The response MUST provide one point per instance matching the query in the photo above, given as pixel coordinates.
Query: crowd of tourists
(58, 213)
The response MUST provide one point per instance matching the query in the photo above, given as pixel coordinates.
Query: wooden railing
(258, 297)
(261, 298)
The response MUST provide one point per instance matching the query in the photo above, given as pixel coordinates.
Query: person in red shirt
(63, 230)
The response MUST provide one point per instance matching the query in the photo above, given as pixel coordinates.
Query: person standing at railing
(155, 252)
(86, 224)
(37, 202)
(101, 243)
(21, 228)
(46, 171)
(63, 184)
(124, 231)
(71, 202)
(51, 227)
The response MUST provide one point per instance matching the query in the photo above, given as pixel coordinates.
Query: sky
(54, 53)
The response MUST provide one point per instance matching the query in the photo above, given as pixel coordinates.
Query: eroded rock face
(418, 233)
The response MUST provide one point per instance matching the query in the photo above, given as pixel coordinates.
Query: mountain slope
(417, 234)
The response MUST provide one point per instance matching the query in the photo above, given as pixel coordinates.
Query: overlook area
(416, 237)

--------------------------------------------------

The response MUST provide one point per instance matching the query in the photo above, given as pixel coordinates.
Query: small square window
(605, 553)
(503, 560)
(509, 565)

--------------------------------------------------

▶ Exercise task
Pick out each row above that contains the word "railing" and copy those rows in full. Treat case as significant when matching.

▶ Task solution
Query: wooden railing
Query: person standing at railing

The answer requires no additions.